(Stored records)
________________

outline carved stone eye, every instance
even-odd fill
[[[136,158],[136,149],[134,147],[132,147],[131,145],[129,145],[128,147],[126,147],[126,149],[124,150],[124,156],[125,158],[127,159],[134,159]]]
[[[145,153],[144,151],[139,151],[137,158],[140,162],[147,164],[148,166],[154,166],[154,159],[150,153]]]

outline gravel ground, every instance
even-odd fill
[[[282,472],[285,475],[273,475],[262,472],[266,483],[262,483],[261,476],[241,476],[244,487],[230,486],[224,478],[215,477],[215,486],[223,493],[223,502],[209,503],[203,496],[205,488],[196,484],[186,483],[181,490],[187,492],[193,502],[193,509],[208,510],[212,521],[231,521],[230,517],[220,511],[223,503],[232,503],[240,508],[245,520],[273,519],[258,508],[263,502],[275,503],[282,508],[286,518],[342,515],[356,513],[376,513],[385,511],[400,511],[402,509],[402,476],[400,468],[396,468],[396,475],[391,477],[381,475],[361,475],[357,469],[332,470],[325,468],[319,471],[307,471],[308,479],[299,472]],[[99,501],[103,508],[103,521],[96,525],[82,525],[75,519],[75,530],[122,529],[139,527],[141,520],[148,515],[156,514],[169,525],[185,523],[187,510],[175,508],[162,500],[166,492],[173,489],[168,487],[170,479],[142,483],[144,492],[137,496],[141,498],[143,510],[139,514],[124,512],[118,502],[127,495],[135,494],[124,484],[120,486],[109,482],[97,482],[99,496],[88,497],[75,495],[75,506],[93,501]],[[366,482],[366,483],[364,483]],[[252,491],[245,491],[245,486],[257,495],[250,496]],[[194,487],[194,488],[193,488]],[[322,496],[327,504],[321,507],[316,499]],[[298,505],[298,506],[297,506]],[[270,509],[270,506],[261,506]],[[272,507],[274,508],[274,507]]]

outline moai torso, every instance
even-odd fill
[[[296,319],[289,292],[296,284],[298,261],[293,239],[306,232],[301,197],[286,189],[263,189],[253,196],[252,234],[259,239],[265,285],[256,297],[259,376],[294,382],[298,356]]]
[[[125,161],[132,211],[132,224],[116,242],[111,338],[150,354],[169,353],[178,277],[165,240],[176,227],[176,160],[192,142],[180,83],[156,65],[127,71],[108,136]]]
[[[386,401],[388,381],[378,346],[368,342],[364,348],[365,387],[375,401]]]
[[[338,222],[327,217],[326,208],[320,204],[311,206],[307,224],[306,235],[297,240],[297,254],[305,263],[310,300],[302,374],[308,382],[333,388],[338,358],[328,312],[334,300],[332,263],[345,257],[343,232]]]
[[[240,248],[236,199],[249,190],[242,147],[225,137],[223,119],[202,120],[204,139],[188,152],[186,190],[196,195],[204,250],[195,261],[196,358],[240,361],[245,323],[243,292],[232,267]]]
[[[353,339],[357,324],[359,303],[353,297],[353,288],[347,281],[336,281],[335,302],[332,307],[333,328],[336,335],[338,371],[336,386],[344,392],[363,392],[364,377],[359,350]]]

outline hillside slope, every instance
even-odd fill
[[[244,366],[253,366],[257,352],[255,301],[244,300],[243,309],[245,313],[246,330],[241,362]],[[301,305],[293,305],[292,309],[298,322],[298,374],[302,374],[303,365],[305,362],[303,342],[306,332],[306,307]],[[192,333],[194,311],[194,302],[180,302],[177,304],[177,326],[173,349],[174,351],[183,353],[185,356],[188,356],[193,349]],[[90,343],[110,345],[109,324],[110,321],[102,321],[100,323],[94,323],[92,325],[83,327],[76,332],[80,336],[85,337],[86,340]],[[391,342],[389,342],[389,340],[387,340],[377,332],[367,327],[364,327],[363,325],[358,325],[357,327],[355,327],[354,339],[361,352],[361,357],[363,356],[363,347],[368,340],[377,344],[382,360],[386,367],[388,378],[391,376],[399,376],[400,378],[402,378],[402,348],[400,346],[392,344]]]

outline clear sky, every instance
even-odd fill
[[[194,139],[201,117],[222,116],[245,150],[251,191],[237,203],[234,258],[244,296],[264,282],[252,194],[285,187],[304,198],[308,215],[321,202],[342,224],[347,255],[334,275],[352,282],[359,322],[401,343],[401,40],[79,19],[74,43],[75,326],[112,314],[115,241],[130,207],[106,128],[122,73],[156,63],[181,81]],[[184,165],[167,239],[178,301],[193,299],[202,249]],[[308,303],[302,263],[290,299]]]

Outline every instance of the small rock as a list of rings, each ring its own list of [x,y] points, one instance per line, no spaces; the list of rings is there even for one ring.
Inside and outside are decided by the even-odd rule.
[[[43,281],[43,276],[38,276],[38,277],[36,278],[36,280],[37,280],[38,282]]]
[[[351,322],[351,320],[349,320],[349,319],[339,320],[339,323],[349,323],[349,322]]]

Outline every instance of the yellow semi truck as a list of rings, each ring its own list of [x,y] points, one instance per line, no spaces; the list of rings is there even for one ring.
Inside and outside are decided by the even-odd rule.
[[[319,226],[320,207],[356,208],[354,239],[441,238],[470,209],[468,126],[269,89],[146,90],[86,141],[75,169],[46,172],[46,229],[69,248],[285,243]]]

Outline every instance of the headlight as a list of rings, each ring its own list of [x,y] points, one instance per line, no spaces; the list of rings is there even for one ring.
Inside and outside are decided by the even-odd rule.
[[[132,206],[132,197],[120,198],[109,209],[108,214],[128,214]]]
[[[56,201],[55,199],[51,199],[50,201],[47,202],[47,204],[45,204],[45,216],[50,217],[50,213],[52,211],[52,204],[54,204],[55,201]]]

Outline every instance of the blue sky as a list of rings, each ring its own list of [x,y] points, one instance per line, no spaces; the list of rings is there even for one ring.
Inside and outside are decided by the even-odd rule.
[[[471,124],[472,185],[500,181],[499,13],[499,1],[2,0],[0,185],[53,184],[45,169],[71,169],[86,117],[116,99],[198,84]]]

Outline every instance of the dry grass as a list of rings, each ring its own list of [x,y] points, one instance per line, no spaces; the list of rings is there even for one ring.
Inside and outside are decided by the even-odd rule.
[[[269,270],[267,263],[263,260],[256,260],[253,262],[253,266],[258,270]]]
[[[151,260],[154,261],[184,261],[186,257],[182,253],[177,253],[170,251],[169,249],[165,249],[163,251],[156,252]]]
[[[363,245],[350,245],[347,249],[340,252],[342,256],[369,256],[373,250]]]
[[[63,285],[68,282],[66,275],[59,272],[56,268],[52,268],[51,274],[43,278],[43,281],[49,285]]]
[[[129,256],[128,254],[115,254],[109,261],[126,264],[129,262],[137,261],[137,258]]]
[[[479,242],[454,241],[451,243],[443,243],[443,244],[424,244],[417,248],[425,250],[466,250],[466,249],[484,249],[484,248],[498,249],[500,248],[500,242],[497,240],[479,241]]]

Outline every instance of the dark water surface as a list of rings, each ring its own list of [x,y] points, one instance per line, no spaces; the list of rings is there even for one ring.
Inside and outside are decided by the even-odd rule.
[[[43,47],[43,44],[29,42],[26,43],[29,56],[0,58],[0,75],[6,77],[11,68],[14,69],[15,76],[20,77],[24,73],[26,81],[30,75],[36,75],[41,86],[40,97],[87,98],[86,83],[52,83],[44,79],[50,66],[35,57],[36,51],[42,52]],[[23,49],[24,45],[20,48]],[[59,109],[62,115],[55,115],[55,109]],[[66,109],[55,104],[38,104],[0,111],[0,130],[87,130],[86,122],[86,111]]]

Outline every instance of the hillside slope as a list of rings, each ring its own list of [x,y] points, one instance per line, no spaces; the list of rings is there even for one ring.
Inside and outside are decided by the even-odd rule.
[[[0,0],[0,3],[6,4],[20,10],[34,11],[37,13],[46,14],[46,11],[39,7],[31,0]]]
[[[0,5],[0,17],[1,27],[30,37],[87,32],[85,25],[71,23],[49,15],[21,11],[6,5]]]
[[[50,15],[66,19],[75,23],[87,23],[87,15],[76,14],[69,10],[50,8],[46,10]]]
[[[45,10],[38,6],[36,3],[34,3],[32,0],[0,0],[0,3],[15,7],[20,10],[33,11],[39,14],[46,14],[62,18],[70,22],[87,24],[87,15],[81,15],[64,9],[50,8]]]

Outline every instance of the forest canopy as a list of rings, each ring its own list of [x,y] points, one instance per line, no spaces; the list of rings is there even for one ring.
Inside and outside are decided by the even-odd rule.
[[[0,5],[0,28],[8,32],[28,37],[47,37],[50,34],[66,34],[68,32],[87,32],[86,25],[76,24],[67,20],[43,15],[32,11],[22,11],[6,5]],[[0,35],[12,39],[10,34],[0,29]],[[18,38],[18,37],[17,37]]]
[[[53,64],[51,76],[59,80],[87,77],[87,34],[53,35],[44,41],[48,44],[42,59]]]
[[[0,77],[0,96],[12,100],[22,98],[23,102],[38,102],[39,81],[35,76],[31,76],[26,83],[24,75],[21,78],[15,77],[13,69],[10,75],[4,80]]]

________________

Try it: Lines from the entries that contain the string "hillside" must be found and copied.

Exercise result:
outline hillside slope, every instance
Outline every instance of the hillside slope as a list of rings, each ring its own list of [x,y] points, one instance per line, no spaces; the list of rings is there even for one ring.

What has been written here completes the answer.